**Data for review**
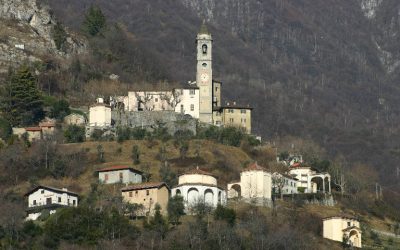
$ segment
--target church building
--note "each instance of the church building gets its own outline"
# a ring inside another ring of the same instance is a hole
[[[222,103],[222,82],[213,78],[212,45],[212,36],[203,23],[196,37],[196,81],[173,90],[129,91],[116,101],[123,103],[125,111],[175,111],[205,124],[239,127],[250,134],[252,108]]]

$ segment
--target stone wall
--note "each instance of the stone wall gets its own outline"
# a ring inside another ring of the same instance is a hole
[[[171,135],[179,130],[190,130],[193,134],[196,134],[197,120],[190,115],[183,115],[174,111],[124,112],[113,110],[111,119],[115,122],[115,126],[143,127],[152,130],[162,124]]]

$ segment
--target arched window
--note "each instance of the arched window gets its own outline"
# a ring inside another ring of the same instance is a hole
[[[203,52],[203,55],[207,54],[207,45],[203,44],[203,46],[201,46],[201,51]]]
[[[181,190],[180,190],[180,189],[177,189],[176,192],[175,192],[175,194],[176,194],[176,195],[182,195],[182,194],[181,194]]]

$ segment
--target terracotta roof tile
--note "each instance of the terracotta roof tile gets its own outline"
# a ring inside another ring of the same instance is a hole
[[[28,127],[25,128],[26,131],[42,131],[41,127]]]
[[[165,184],[165,182],[145,182],[124,187],[121,189],[121,191],[124,192],[131,190],[140,190],[140,189],[161,188],[162,186],[166,186],[169,190],[169,187],[167,184]]]
[[[30,194],[32,194],[33,192],[35,192],[36,190],[38,190],[40,188],[41,189],[50,190],[50,191],[53,191],[55,193],[67,193],[67,194],[70,194],[70,195],[79,196],[77,193],[69,191],[69,190],[63,190],[63,189],[54,188],[54,187],[47,187],[47,186],[43,186],[43,185],[39,185],[39,186],[34,187],[30,191],[28,191],[24,196],[29,196]]]
[[[212,174],[210,172],[201,170],[199,167],[196,167],[195,169],[191,169],[191,170],[181,174],[181,176],[185,175],[185,174],[201,174],[201,175],[209,175],[209,176],[217,177],[217,176],[215,176],[214,174]]]
[[[266,171],[264,167],[261,167],[260,165],[257,164],[257,162],[253,162],[249,164],[243,171],[254,171],[254,170],[263,170]]]
[[[132,172],[136,172],[139,174],[142,174],[143,172],[137,169],[134,169],[130,166],[124,166],[124,165],[117,165],[117,166],[111,166],[111,167],[106,167],[106,168],[101,168],[96,170],[96,172],[107,172],[107,171],[116,171],[116,170],[125,170],[125,169],[129,169]]]

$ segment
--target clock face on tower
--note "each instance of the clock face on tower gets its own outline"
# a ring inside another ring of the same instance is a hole
[[[208,74],[202,73],[200,75],[200,80],[201,80],[202,83],[206,83],[208,81]]]

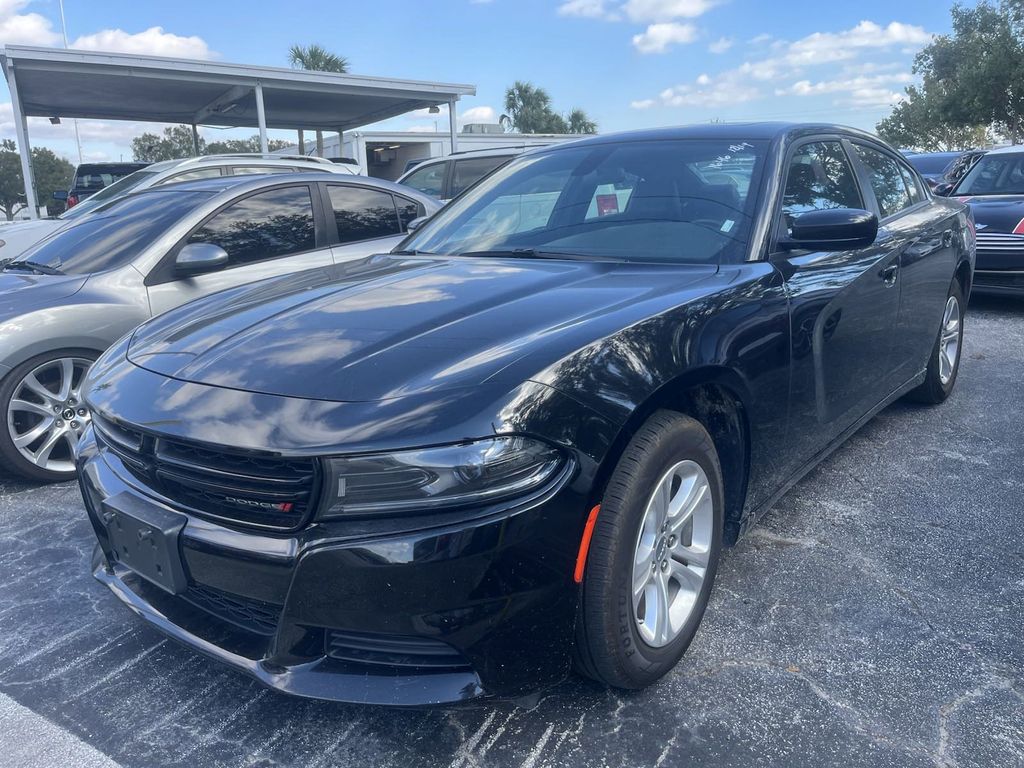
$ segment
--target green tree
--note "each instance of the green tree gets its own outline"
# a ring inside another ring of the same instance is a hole
[[[954,5],[952,34],[939,35],[914,61],[938,119],[992,127],[1024,139],[1024,0]]]
[[[281,139],[269,139],[267,141],[267,150],[270,152],[276,152],[279,149],[287,147],[289,143],[290,142],[282,141]],[[206,150],[203,154],[236,155],[259,152],[262,152],[262,150],[260,149],[260,137],[257,134],[250,136],[248,139],[224,139],[222,141],[211,141],[206,144]]]
[[[199,154],[203,154],[206,141],[199,137]],[[192,128],[187,125],[171,125],[164,128],[162,136],[144,133],[132,139],[132,156],[140,163],[158,163],[161,160],[177,160],[192,157]]]
[[[75,166],[58,157],[46,147],[32,149],[32,172],[36,181],[36,201],[52,207],[53,193],[71,186]],[[0,212],[7,221],[25,208],[25,178],[21,173],[21,156],[10,139],[0,142]]]
[[[288,63],[295,69],[306,69],[316,72],[348,72],[348,59],[331,53],[322,45],[293,45],[288,49]],[[299,132],[299,145],[302,146],[302,132]],[[342,147],[338,148],[341,154]],[[317,129],[316,153],[324,156],[324,132]]]
[[[597,123],[582,109],[563,117],[551,106],[546,90],[522,80],[505,91],[505,114],[500,120],[505,130],[518,133],[597,133]]]
[[[597,123],[578,107],[569,113],[566,122],[569,124],[569,133],[597,133]]]
[[[878,135],[895,147],[924,152],[951,152],[985,144],[988,139],[983,125],[950,123],[943,113],[941,85],[909,86],[904,101],[875,127]]]

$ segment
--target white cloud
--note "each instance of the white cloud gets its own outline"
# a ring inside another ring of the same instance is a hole
[[[771,39],[771,35],[769,35],[767,32],[762,32],[760,35],[755,35],[754,37],[750,38],[750,40],[748,40],[747,42],[749,42],[751,45],[764,45]]]
[[[872,77],[851,77],[844,80],[799,80],[788,88],[777,88],[776,96],[819,96],[826,93],[864,93],[868,90],[878,92],[878,87],[883,85],[896,85],[911,83],[914,76],[909,72],[901,72],[895,75],[874,75]],[[888,89],[882,89],[890,93]]]
[[[695,19],[718,5],[718,0],[627,0],[622,10],[632,21]]]
[[[138,53],[180,59],[210,59],[216,55],[203,38],[197,35],[184,37],[164,32],[163,27],[150,27],[135,34],[125,32],[123,29],[103,29],[92,35],[79,37],[71,47],[88,51]]]
[[[767,43],[765,37],[761,42]],[[902,48],[907,44],[923,45],[931,35],[921,27],[900,22],[882,26],[862,21],[840,32],[816,32],[795,42],[772,40],[770,55],[753,58],[738,67],[717,74],[702,74],[696,79],[664,89],[657,99],[638,99],[635,109],[663,106],[704,106],[724,108],[765,97],[772,92],[779,96],[839,96],[834,103],[851,107],[877,107],[893,104],[902,95],[892,86],[913,81],[910,74],[893,72],[885,61],[857,62],[861,54]],[[840,65],[842,65],[840,67]],[[906,67],[906,62],[897,67]],[[822,69],[829,70],[827,73]],[[836,69],[841,72],[836,74]],[[817,76],[809,76],[808,70]],[[780,80],[790,79],[788,87],[779,87]],[[764,90],[768,84],[775,87]]]
[[[18,13],[28,0],[0,0],[0,45],[57,45],[60,35],[45,16]]]
[[[735,41],[731,37],[720,37],[708,46],[711,53],[725,53]]]
[[[459,116],[459,119],[464,123],[496,123],[498,113],[494,107],[470,107]]]
[[[821,63],[854,58],[866,48],[895,46],[923,46],[932,36],[922,27],[891,22],[881,26],[873,21],[862,21],[842,32],[815,32],[789,46],[788,58],[793,62]],[[911,50],[916,51],[916,48]]]
[[[664,22],[651,24],[639,35],[633,35],[633,47],[640,53],[665,53],[673,45],[685,45],[697,39],[693,24]]]
[[[585,19],[618,21],[621,16],[608,7],[607,0],[566,0],[558,6],[559,16],[581,16]]]

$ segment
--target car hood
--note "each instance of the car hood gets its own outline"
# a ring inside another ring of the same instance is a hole
[[[0,317],[51,304],[81,290],[88,276],[0,271]]]
[[[1024,195],[958,195],[956,199],[971,206],[979,232],[1010,233],[1024,221]]]
[[[551,342],[678,303],[716,267],[373,257],[235,289],[139,329],[129,359],[182,381],[336,402],[477,386]],[[582,343],[585,343],[583,341]],[[564,344],[562,347],[564,348]],[[545,354],[537,354],[539,350]],[[533,362],[532,360],[530,361]]]

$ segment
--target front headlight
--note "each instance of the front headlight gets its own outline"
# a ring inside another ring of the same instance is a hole
[[[564,463],[558,448],[518,436],[328,459],[320,516],[486,504],[539,488]]]

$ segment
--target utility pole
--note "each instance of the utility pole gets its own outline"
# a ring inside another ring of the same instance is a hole
[[[60,30],[61,30],[61,34],[64,35],[64,49],[67,50],[67,47],[68,47],[68,25],[67,25],[67,22],[64,21],[64,0],[59,0],[59,2],[60,2]],[[75,118],[74,120],[72,120],[72,123],[75,126],[75,144],[78,145],[78,164],[81,165],[82,164],[82,137],[78,135],[78,118]]]

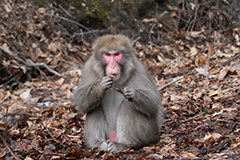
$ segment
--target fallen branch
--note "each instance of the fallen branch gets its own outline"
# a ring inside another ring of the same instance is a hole
[[[15,58],[16,60],[18,60],[18,61],[20,61],[20,62],[22,62],[22,63],[25,63],[24,60],[22,60],[21,58],[15,56],[12,52],[6,50],[6,49],[3,48],[2,46],[0,46],[0,49],[1,49],[3,52],[5,52],[5,53],[7,53],[8,55],[10,55],[10,56],[12,56],[13,58]]]
[[[182,78],[183,78],[183,77],[178,77],[178,78],[176,78],[176,79],[172,80],[172,81],[171,81],[171,82],[169,82],[168,84],[165,84],[165,85],[163,85],[162,87],[158,88],[158,91],[161,91],[161,90],[163,90],[164,88],[166,88],[166,87],[170,86],[171,84],[173,84],[173,83],[177,82],[178,80],[180,80],[180,79],[182,79]]]
[[[132,41],[132,44],[135,44],[139,39],[141,39],[141,37],[137,37],[136,39],[134,39],[134,40]]]
[[[54,70],[52,70],[51,68],[49,68],[45,63],[35,63],[36,66],[41,66],[46,68],[49,72],[55,74],[56,76],[62,77],[62,75]]]
[[[46,68],[49,72],[53,73],[53,74],[56,75],[56,76],[63,77],[60,73],[58,73],[58,72],[52,70],[51,68],[49,68],[45,63],[34,63],[34,62],[32,62],[30,59],[28,59],[28,63],[27,63],[25,60],[23,60],[23,59],[15,56],[12,52],[4,49],[2,46],[0,46],[0,49],[1,49],[4,53],[12,56],[14,59],[22,62],[22,63],[25,64],[26,66],[28,66],[28,67],[35,67],[36,69],[38,69],[38,70],[44,75],[44,77],[45,77],[48,81],[49,81],[49,79],[47,78],[46,74],[45,74],[42,70],[40,70],[40,69],[38,68],[38,66]]]
[[[72,15],[68,12],[68,11],[66,11],[64,8],[63,8],[63,6],[62,5],[58,5],[69,17],[72,17]]]

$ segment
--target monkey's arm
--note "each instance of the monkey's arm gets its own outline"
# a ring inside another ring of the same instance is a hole
[[[135,109],[147,117],[155,114],[157,108],[161,105],[161,99],[154,91],[150,92],[146,89],[134,89],[132,87],[117,88],[117,91],[122,93],[131,103],[134,103]]]
[[[78,111],[84,114],[97,107],[101,103],[104,91],[111,88],[112,84],[113,79],[108,76],[93,83],[86,82],[83,79],[82,84],[79,85],[73,96]]]
[[[73,96],[79,113],[85,114],[97,107],[101,103],[104,90],[104,87],[101,85],[101,80],[91,84],[80,84],[74,91]]]
[[[132,98],[136,110],[151,117],[157,112],[161,99],[158,95],[144,89],[135,89],[135,95]]]

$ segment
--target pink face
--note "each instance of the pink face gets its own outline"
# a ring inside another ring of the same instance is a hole
[[[113,79],[120,77],[121,67],[119,61],[122,59],[123,53],[118,51],[104,52],[103,58],[107,62],[106,73],[107,76]]]

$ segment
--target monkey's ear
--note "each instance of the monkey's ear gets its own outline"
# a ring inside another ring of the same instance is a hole
[[[92,49],[95,50],[98,44],[98,38],[96,38],[92,43]]]

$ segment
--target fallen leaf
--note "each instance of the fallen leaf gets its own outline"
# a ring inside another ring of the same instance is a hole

**Aim of the task**
Return, from the data above, each line in which the string "face" appears.

**Exercise answer**
--target clock face on tower
--note "each instance of the clock face on tower gets its own outline"
--target pink face
--note "each instance of the pink face gets its own outline"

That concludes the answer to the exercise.